Short task: The entries below are to be repeated exactly as they stand.

(Dataset records about object locations)
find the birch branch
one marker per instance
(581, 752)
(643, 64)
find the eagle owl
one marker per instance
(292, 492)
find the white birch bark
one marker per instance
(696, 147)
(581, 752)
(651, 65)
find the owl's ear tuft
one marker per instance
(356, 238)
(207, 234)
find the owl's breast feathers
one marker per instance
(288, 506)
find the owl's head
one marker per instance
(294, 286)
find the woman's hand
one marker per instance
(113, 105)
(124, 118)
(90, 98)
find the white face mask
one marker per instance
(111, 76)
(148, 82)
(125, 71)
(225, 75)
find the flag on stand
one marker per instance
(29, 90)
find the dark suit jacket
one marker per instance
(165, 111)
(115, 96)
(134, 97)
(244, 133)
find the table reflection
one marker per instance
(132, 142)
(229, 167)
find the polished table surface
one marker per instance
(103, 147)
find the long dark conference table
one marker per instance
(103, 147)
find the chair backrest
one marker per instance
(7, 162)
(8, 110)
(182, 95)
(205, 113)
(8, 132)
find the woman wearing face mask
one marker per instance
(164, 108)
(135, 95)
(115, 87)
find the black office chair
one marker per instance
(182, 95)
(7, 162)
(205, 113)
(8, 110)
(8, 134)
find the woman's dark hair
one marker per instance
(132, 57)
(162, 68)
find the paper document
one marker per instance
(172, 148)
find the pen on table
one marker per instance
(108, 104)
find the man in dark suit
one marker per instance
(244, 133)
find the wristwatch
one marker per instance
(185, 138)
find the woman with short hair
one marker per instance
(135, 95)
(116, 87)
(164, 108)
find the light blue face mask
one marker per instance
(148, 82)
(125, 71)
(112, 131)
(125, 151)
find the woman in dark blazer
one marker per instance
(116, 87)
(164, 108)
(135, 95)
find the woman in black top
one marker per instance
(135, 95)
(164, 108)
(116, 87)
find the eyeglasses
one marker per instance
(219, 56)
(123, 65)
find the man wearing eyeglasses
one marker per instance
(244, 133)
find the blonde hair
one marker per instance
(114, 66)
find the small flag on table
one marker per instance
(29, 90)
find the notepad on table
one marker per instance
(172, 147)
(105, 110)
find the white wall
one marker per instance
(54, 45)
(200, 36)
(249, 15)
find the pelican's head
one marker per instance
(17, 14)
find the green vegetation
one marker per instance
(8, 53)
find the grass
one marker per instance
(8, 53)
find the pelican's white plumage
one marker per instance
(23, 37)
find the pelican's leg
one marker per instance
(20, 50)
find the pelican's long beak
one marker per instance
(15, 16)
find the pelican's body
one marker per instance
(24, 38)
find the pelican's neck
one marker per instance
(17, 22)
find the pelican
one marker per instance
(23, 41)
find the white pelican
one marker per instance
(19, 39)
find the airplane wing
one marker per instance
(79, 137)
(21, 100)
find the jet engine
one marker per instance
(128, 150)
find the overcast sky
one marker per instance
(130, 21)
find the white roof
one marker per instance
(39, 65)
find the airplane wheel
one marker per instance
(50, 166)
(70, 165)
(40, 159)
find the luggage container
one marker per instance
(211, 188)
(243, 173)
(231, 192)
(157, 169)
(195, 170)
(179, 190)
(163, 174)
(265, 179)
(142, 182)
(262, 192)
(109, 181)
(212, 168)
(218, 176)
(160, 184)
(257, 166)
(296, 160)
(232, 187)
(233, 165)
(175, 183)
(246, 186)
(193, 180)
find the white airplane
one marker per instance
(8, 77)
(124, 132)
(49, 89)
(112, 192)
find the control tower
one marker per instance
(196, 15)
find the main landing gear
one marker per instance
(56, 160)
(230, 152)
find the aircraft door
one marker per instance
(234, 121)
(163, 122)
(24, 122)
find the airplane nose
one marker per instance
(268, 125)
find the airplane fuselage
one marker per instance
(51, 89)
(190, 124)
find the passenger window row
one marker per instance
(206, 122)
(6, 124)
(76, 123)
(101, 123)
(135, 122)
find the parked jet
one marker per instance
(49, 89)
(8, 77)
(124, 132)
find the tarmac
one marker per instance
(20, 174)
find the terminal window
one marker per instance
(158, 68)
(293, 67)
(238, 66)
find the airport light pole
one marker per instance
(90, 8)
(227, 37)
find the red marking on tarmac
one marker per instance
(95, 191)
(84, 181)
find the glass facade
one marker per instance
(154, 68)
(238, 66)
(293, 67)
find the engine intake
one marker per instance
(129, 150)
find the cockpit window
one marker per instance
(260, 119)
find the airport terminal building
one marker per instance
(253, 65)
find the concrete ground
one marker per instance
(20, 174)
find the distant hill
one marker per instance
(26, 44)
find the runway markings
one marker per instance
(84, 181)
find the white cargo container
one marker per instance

Solution to the exercise:
find the birch branch
one marker per instance
(581, 752)
(643, 64)
find the eagle owl
one marker per instance
(292, 492)
find the white birch bark
one marker per instance
(696, 147)
(581, 752)
(651, 65)
find the owl's ear tuft
one marker per instance
(356, 238)
(207, 234)
find the owl's breast feathers
one marker per instance
(288, 506)
find the owl's head
one marker per instance
(294, 286)
find the woman's hand
one marker per instance
(113, 105)
(124, 118)
(90, 98)
find the white face mask
one marker per instance
(111, 76)
(148, 82)
(125, 71)
(225, 75)
find the flag on stand
one marker per instance
(29, 90)
find the dark suit jacket
one marker per instance
(165, 111)
(115, 96)
(134, 97)
(244, 133)
find the table reflection
one marker per instance
(132, 142)
(229, 167)
find the polished table surface
one marker per instance
(103, 147)
find the long dark conference table
one marker per instance
(103, 147)
find the chair backrest
one marker per instance
(7, 162)
(8, 110)
(182, 95)
(205, 113)
(8, 132)
find the woman wearing face mask
one marker per instance
(164, 108)
(135, 95)
(115, 87)
find the black office chair
one marker per instance
(182, 95)
(7, 162)
(205, 113)
(8, 110)
(8, 134)
find the woman's dark hair
one marker per instance
(132, 57)
(162, 68)
find the paper document
one marker per instance
(172, 148)
find the pen on table
one marker per instance
(108, 104)
find the man in dark suit
one marker per instance
(244, 133)
find the wristwatch
one marker per instance
(185, 138)
find the woman with short hair
one marker per instance
(135, 95)
(116, 87)
(164, 108)
find the light blue face mask
one marker per instance
(148, 82)
(125, 71)
(112, 131)
(125, 151)
find the woman in dark blazer
one marker per instance
(116, 87)
(164, 108)
(135, 95)
find the woman in black top
one marker per instance
(135, 95)
(164, 108)
(116, 87)
find the eyeglasses
one marker per instance
(219, 56)
(123, 65)
find the man wearing eyeglasses
one marker per instance
(244, 133)
find the blonde hair
one marker per instance
(114, 66)
find the small flag on table
one marker per instance
(29, 90)
find the notepad on table
one marker per instance
(172, 147)
(105, 110)
find the white wall
one marker per instance
(54, 45)
(200, 36)
(249, 15)
find the pelican's head
one marker per instance
(17, 14)
find the green vegetation
one marker per instance
(8, 53)
find the grass
one marker per instance
(8, 53)
find the pelican's white plumage
one marker per instance
(23, 37)
find the pelican's leg
one marker per instance
(20, 50)
find the pelican's long beak
one marker per instance
(15, 16)
find the pelican's body
one marker per instance
(24, 38)
find the pelican's neck
one marker per instance
(17, 22)
find the pelican
one marker per instance
(23, 41)
find the white pelican
one marker per instance
(19, 39)
find the airplane wing
one marker per instance
(79, 137)
(21, 100)
find the jet engine
one marker per instance
(128, 150)
find the overcast sky
one marker per instance
(130, 21)
find the white roof
one marker per instance
(39, 65)
find the airplane wheel
one marker per instance
(50, 166)
(70, 165)
(40, 159)
find the luggage container
one marker per instance
(211, 188)
(243, 173)
(231, 192)
(157, 169)
(195, 170)
(179, 190)
(163, 174)
(265, 179)
(142, 182)
(262, 192)
(109, 181)
(212, 168)
(218, 176)
(160, 184)
(257, 166)
(296, 160)
(232, 187)
(233, 165)
(175, 183)
(246, 186)
(193, 180)
find the white airplane
one marker per instance
(8, 77)
(124, 132)
(49, 89)
(112, 192)
find the control tower
one marker per instance
(196, 15)
find the main landing gear
one marker per instance
(56, 160)
(230, 152)
find the aircraft door
one marker per instance
(234, 121)
(163, 122)
(24, 122)
find the airplane nose
one marker per instance
(268, 125)
find the airplane fuselage
one marker per instance
(51, 89)
(190, 124)
find the passenger window row
one marker per instance
(206, 122)
(6, 124)
(76, 123)
(101, 123)
(135, 122)
find the parked jet
one marker per instance
(49, 89)
(8, 77)
(124, 132)
find the tarmac
one marker per instance
(20, 174)
find the terminal window
one marker per instance
(158, 68)
(293, 67)
(238, 66)
find the airport light pole
one marker per instance
(90, 8)
(227, 37)
find the red marking on tarmac
one marker per instance
(95, 191)
(84, 181)
find the glass facade
one marker per instance
(154, 68)
(238, 66)
(293, 67)
find the engine intake
one marker per instance
(129, 150)
find the cockpit window
one marker per instance
(260, 119)
find the airport terminal building
one marker per instance
(253, 65)
find the concrete ground
one marker per instance
(20, 174)
find the distant hill
one marker per instance
(26, 44)
find the runway markings
one marker per instance
(84, 181)
find the white cargo container
one marker per instance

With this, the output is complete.